WORK TASK: At the line with "FIND: flowering shrub", start copying; carry on through the last line of the material below, exactly as written, and stop there.

GIVEN RECORDS:
-----
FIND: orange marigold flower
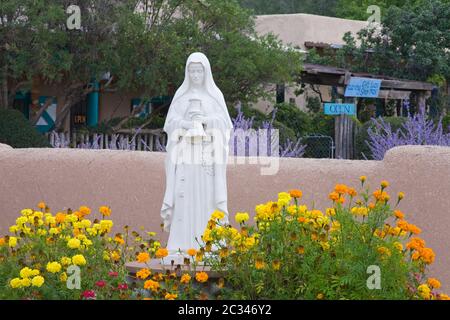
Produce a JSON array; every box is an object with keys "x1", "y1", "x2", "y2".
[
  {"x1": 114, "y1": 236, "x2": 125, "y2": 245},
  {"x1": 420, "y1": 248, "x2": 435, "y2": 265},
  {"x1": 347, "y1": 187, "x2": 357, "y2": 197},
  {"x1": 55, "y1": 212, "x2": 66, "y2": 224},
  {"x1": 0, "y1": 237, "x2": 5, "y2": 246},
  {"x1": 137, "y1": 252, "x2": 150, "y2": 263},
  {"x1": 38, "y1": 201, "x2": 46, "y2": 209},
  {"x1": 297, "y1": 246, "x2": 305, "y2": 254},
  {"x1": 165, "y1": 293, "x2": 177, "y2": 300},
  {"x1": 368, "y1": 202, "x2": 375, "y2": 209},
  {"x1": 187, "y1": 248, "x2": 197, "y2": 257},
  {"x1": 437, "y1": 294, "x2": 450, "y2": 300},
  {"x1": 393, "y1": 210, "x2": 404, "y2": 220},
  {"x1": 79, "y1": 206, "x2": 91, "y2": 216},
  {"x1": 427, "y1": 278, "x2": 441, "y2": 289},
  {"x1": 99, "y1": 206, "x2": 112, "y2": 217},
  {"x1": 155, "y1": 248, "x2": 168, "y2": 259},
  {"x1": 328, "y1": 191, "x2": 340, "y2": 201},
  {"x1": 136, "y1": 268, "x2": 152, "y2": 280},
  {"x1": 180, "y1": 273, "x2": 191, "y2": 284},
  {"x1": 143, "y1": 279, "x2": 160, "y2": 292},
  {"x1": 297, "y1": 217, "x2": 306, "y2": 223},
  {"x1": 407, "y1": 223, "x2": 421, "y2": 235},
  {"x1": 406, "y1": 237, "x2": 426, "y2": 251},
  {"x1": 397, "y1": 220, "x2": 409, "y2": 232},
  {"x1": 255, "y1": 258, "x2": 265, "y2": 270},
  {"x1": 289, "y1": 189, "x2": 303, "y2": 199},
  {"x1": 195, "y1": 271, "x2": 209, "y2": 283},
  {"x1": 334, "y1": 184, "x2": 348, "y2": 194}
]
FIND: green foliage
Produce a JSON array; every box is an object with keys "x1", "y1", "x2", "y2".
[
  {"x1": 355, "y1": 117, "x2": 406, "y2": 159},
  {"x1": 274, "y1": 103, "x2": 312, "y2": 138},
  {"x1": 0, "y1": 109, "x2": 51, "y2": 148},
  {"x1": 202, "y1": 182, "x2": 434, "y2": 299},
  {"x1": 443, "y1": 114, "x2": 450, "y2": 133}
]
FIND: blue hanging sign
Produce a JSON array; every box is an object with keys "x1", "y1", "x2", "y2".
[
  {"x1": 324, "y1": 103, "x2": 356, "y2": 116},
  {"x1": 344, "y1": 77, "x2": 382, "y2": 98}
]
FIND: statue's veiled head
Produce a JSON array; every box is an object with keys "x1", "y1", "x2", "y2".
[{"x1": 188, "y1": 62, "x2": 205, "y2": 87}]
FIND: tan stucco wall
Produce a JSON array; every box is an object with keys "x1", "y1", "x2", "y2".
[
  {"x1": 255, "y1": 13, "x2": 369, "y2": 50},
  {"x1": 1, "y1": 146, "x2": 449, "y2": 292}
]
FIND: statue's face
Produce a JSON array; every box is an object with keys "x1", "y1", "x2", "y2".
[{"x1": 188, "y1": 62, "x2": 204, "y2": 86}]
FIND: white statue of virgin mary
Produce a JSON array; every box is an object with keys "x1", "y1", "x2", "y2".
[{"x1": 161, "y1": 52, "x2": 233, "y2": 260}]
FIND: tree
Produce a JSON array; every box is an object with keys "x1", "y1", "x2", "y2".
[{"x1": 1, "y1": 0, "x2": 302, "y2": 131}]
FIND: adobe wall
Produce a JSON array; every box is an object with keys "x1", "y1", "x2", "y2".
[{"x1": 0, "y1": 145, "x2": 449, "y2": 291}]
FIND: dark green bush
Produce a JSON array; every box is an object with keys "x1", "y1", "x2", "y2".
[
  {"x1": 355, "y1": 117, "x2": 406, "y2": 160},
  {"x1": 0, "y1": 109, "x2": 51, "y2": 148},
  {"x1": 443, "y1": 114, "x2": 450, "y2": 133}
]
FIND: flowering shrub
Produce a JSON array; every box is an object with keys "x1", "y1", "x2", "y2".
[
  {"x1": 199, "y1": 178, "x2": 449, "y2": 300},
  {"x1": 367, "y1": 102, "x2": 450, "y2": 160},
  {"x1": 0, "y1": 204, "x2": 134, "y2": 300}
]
-----
YOUR SOLUTION:
FIND: flowering shrub
Produce a JSON array; every box is an object with keys "x1", "y1", "x2", "y2".
[
  {"x1": 199, "y1": 178, "x2": 449, "y2": 300},
  {"x1": 367, "y1": 102, "x2": 450, "y2": 160},
  {"x1": 0, "y1": 204, "x2": 134, "y2": 300}
]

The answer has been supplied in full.